### Tasks and exercises:
A. In the open meetings decision, who is named as the attorney for the Henderson County Board of Education?
B. List every distinct calendar date mentioned in the open meetings decision.
C. Reproduce the passage of the open meetings decision between "Open Meetings Decision" and "County Board of Education.", inclusive.

— start of Given text —

TO BE PUBLISHED

97-OMD-28

February 19, 1997

In re: Greg Hunsaker/Henderson County Board of Education

Open Meetings Decision

This matter comes to the Attorney General as an appeal by Greg Hunsaker in connection with his complaint filed against the Henderson County Board of Education.

In a letter to David McKechnie, the Chairman of the Henderson County Board of Education, dated January 28, 1997, Mr. Hunsaker complained about conditions involving the school board meeting of January 20, 1997. He stated that it was brought to the attention of the Board that some people could not hear and nothing was done. Mr. Hunsaker further stated that the meeting room site was inadequate as approximately 25 people were standing outside the room in the hallway and about fifteen more people were standing outside in temperatures ranging from 41 to 34 degrees. He requested that matters discussed at the January 20, 1997 meeting be discussed again at a meeting location which would be accessible to all those persons wishing to attend.

The attorney for the Henderson County Board of Education, John S. Hoffman, responded to Mr. Hunsaker in a letter dated January 29, 1997. He said that, in his opinion, the meeting was conducted in accordance with the Open Meetings Act. He stated that although the room was crowded the size of the crowd did not deter those who wished to speak. He referred to a sign-up sheet and said no one who desired to do so was denied the right to address the board of education. Mr. Hoffman also mentioned an upcoming public hearing concerning the facilities plan which was scheduled to be held at a particular junior high school.

In his letter of appeal to this office, received February 4, 1997, Mr. Hunsaker again mentioned accessibility or the lack thereof in regard to the meeting of January 20, 1997.

— end of Given text —
— start of Excerpted data —

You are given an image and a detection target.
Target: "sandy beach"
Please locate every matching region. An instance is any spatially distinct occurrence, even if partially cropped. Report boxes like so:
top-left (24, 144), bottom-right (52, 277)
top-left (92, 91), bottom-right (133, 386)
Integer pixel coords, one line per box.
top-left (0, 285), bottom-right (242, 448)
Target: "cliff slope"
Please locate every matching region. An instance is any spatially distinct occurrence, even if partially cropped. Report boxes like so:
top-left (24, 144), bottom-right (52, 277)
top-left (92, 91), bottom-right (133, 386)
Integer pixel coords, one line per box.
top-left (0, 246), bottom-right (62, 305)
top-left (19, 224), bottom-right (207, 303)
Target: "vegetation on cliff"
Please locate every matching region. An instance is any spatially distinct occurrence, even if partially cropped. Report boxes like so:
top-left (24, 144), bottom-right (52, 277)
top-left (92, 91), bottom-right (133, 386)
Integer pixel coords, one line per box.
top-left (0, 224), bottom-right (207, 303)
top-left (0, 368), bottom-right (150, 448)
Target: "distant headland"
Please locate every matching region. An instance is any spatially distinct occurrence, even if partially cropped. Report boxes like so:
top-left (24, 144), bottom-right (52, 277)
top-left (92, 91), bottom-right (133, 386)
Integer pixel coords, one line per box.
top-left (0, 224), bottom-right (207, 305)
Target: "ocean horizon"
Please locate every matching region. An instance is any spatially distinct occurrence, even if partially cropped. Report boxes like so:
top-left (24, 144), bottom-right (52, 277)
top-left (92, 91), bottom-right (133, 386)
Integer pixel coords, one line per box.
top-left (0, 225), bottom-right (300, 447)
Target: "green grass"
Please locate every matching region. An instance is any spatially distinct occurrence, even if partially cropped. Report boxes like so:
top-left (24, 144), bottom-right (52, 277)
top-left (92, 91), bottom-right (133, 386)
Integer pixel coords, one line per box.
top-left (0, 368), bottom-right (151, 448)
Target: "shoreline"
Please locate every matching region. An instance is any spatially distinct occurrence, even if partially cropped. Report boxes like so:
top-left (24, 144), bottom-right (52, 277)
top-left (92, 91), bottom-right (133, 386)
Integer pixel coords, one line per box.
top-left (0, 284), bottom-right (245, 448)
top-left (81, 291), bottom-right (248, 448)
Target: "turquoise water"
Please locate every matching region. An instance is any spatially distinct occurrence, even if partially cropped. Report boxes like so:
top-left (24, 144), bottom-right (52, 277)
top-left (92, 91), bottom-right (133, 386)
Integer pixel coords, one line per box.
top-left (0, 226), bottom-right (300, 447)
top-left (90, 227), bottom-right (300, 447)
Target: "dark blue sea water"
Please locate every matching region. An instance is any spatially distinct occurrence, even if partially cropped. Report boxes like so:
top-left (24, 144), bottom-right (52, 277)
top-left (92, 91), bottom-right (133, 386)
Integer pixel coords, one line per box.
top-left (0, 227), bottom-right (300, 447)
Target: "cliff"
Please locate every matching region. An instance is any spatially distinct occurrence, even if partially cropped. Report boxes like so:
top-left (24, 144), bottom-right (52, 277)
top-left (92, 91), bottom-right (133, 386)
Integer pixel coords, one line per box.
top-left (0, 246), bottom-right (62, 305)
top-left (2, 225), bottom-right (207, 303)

— end of Excerpted data —
— start of Excerpted data —

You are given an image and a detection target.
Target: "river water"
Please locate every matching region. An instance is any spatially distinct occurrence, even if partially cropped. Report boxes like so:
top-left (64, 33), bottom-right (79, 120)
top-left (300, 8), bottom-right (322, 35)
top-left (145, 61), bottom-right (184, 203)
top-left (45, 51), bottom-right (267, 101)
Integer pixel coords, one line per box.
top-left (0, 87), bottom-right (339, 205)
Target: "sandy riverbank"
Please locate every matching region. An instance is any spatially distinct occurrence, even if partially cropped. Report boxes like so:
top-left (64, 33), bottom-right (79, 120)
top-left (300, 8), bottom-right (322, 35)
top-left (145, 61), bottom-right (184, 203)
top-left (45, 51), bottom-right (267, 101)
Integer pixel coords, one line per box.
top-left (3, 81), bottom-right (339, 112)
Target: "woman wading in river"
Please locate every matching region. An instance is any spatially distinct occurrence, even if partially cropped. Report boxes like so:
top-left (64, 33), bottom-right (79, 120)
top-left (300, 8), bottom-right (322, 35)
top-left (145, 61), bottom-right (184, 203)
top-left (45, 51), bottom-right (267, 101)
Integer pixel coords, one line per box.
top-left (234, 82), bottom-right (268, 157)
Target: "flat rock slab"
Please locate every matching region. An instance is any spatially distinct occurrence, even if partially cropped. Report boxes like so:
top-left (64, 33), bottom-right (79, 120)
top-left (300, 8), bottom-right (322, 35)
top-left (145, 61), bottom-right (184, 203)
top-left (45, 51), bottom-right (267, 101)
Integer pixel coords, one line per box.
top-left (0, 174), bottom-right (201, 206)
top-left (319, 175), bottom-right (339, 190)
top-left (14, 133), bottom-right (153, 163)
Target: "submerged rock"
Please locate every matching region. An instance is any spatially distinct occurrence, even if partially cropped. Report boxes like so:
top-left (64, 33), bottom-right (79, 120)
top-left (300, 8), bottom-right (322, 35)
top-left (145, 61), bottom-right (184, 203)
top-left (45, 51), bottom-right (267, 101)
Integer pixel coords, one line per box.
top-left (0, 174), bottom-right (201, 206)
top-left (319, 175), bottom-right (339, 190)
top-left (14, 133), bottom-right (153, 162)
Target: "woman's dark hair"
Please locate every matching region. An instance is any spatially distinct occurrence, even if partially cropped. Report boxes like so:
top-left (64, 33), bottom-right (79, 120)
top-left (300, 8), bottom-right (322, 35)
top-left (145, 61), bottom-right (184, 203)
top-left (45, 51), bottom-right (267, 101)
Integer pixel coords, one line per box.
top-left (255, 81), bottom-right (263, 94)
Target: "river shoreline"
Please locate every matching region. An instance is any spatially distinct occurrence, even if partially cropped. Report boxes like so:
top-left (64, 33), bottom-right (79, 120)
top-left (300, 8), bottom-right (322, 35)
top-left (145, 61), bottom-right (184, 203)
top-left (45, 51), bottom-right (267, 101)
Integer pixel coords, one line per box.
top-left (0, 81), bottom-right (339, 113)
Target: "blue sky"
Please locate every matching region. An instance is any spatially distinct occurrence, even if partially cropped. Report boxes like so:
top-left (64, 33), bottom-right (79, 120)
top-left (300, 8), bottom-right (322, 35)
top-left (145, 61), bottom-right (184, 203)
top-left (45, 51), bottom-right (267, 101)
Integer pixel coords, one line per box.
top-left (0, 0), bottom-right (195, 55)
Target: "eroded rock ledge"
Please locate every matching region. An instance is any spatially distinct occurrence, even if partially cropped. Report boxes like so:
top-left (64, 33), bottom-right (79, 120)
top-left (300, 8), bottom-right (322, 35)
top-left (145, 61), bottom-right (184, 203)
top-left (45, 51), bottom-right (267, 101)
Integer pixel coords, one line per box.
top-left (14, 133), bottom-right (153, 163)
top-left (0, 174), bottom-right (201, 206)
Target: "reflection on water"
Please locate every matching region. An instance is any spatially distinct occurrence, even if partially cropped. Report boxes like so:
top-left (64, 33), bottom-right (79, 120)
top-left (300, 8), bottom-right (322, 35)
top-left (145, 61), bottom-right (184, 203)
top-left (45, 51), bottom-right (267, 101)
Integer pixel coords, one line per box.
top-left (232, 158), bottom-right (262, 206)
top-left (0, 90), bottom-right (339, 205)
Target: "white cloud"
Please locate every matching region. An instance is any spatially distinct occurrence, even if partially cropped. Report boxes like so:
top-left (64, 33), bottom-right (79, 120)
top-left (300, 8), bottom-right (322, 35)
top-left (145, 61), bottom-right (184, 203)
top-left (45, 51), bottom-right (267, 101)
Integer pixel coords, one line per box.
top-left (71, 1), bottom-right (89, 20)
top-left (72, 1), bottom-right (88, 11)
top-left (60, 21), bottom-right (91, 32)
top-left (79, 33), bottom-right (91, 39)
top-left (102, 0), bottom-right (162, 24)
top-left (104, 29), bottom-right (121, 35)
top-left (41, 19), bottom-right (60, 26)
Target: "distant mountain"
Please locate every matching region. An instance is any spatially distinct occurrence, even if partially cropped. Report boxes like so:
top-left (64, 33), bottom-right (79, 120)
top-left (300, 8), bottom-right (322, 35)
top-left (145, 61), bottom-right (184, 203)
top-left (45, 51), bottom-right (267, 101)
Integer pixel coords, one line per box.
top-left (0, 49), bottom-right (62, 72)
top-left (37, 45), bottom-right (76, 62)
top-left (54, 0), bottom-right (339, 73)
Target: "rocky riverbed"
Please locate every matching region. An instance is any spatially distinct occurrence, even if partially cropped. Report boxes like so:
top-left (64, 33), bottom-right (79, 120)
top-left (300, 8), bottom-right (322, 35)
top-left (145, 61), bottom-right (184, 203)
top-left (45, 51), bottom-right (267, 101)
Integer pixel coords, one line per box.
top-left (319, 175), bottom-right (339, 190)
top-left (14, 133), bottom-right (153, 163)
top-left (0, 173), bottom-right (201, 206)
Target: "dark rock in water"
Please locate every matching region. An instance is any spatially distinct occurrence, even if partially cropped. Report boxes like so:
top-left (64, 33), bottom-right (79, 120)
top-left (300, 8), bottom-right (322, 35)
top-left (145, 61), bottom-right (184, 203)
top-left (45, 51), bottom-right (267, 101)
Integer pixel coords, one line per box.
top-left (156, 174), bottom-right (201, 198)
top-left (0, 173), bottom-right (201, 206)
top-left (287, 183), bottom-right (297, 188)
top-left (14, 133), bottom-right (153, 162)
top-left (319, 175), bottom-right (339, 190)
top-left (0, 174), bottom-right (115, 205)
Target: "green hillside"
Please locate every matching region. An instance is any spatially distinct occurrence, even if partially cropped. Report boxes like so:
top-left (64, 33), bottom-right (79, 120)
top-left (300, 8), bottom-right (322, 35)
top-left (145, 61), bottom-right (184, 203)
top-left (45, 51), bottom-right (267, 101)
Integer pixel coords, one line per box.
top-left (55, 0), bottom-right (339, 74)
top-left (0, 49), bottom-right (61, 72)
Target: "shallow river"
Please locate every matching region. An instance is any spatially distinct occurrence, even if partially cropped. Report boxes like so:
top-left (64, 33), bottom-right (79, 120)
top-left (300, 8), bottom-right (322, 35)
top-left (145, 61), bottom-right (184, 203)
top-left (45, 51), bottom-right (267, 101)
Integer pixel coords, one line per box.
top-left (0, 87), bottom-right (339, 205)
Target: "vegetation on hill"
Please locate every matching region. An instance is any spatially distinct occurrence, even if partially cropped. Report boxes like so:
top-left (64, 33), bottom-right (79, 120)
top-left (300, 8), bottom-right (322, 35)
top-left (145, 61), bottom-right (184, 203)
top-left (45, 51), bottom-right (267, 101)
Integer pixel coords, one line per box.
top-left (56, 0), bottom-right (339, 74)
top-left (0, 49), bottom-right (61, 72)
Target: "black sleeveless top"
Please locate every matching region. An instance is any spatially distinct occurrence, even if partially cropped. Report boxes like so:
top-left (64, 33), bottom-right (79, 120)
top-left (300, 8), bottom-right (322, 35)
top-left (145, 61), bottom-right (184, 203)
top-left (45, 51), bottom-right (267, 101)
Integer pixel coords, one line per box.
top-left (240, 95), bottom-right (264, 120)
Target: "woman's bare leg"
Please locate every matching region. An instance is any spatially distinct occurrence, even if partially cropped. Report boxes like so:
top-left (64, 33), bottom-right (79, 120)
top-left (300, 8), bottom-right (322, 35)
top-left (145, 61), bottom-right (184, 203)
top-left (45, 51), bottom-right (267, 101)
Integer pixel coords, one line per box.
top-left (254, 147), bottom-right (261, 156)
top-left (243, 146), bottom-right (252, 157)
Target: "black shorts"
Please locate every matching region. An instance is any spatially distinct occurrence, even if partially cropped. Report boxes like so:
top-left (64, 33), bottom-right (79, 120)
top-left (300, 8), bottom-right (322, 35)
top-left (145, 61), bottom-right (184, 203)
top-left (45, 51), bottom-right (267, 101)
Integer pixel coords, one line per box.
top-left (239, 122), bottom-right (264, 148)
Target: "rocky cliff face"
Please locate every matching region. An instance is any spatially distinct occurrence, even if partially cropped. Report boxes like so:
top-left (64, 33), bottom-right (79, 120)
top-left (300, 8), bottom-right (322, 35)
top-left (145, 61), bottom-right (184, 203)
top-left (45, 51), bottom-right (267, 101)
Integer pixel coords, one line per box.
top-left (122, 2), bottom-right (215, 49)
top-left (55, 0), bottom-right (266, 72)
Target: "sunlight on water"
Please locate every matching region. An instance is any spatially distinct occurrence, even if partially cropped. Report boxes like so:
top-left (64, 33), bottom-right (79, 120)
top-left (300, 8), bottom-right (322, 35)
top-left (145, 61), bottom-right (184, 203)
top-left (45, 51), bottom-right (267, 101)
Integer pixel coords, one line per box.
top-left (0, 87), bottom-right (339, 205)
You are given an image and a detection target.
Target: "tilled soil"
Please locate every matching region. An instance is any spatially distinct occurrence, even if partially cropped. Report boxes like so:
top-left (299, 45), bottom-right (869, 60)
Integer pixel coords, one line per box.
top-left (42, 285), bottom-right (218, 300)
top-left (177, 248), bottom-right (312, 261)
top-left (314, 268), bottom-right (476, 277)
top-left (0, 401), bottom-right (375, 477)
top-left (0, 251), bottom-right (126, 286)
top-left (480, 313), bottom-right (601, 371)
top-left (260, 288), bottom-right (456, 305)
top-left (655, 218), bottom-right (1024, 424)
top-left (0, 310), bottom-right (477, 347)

— end of Excerpted data —
— start of Excerpted data —

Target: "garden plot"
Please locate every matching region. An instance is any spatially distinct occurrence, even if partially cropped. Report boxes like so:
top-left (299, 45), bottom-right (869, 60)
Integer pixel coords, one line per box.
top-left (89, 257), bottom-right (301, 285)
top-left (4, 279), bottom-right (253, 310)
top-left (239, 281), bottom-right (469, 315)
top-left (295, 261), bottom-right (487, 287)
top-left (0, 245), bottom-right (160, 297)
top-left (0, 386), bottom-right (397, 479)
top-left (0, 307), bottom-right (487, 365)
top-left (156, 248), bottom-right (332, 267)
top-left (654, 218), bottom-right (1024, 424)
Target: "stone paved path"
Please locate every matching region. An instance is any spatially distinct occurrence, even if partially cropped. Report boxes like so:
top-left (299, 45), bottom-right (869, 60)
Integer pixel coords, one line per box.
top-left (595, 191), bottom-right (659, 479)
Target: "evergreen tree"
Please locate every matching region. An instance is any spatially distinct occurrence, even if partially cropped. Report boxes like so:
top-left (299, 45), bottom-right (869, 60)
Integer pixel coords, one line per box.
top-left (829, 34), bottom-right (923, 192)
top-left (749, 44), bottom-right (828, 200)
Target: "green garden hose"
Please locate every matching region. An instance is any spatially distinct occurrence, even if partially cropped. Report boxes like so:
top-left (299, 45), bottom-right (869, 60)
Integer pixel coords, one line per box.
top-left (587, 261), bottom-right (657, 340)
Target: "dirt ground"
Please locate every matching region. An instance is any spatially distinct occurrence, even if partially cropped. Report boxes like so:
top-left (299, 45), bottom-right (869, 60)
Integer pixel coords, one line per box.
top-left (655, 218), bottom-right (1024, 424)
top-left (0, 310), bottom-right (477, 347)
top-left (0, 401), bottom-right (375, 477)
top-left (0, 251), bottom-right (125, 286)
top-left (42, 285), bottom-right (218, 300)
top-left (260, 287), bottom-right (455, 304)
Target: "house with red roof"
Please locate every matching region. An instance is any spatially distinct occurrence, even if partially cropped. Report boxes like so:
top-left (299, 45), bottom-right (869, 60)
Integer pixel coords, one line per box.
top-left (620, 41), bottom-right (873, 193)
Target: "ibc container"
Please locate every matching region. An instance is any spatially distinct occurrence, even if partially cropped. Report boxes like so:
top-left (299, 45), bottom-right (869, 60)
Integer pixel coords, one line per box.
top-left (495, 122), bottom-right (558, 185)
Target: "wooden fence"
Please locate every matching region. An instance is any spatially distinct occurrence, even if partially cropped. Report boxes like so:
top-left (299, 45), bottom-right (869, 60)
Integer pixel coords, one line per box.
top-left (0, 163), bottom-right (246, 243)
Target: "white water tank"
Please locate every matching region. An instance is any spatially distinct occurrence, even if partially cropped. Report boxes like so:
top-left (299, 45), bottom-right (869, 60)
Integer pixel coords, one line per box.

— end of Excerpted data —

### Results of the exercise:
A. John S. Hoffman

B. February 19, 1997; January 28, 1997; January 20, 1997; January 29, 1997; February 4, 1997

C.
Open Meetings Decision

This matter comes to the Attorney General as an appeal by Greg Hunsaker in connection with his complaint filed against the Henderson County Board of Education.